#### Work required:
Please give back, word for word, only the lines starting at the one containing "Highlight flowering meadow." and ending at the one containing "Highlight roof eave." within the material below.

··· Source data ···

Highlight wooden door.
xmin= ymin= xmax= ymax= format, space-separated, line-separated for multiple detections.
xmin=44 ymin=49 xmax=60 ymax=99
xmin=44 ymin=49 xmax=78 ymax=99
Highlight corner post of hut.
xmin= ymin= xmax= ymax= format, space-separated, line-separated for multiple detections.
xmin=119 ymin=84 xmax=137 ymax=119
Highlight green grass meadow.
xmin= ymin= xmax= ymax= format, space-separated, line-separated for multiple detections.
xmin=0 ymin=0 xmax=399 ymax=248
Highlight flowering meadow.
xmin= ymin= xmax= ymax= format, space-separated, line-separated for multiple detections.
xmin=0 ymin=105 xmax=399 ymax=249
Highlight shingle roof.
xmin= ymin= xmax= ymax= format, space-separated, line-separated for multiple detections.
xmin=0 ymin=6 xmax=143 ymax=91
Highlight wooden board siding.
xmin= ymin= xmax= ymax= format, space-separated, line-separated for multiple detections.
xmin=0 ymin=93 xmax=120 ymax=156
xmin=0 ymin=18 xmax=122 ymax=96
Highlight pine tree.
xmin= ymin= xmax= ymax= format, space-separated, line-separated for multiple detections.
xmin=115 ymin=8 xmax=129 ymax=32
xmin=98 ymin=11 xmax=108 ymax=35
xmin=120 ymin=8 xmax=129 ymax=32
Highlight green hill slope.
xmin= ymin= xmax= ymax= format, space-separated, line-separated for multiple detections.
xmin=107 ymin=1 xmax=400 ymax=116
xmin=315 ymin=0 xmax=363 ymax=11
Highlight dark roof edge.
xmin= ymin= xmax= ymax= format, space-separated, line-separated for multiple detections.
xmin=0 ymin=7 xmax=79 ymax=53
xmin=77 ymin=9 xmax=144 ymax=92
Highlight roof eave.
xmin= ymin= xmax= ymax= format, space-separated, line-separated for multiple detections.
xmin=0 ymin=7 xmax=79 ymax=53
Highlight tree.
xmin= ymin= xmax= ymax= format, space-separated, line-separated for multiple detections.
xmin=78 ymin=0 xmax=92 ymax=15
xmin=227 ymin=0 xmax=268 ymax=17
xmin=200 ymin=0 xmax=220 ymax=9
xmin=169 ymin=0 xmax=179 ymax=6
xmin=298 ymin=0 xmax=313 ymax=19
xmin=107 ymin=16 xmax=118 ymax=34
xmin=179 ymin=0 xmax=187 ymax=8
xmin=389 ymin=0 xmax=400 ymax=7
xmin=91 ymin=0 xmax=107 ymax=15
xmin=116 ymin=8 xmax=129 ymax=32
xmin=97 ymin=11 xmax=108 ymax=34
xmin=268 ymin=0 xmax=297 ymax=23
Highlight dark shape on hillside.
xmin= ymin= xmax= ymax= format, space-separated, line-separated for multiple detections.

···

#### Your response:
Highlight flowering meadow.
xmin= ymin= xmax= ymax= format, space-separated, line-separated for multiple detections.
xmin=0 ymin=105 xmax=399 ymax=249
Highlight shingle roof.
xmin= ymin= xmax= ymax= format, space-separated, line-separated for multiple detections.
xmin=0 ymin=6 xmax=143 ymax=91
Highlight wooden board siding.
xmin= ymin= xmax= ymax= format, space-separated, line-separated for multiple detections.
xmin=0 ymin=93 xmax=120 ymax=156
xmin=0 ymin=18 xmax=122 ymax=96
Highlight pine tree.
xmin= ymin= xmax= ymax= format, space-separated, line-separated for multiple detections.
xmin=115 ymin=8 xmax=129 ymax=32
xmin=98 ymin=11 xmax=108 ymax=35
xmin=120 ymin=8 xmax=129 ymax=32
Highlight green hill slope.
xmin= ymin= xmax= ymax= format, space-separated, line-separated for multiple detections.
xmin=107 ymin=1 xmax=400 ymax=116
xmin=315 ymin=0 xmax=363 ymax=11
Highlight dark roof edge.
xmin= ymin= xmax= ymax= format, space-separated, line-separated for multiple detections.
xmin=0 ymin=7 xmax=79 ymax=53
xmin=77 ymin=9 xmax=144 ymax=92
Highlight roof eave.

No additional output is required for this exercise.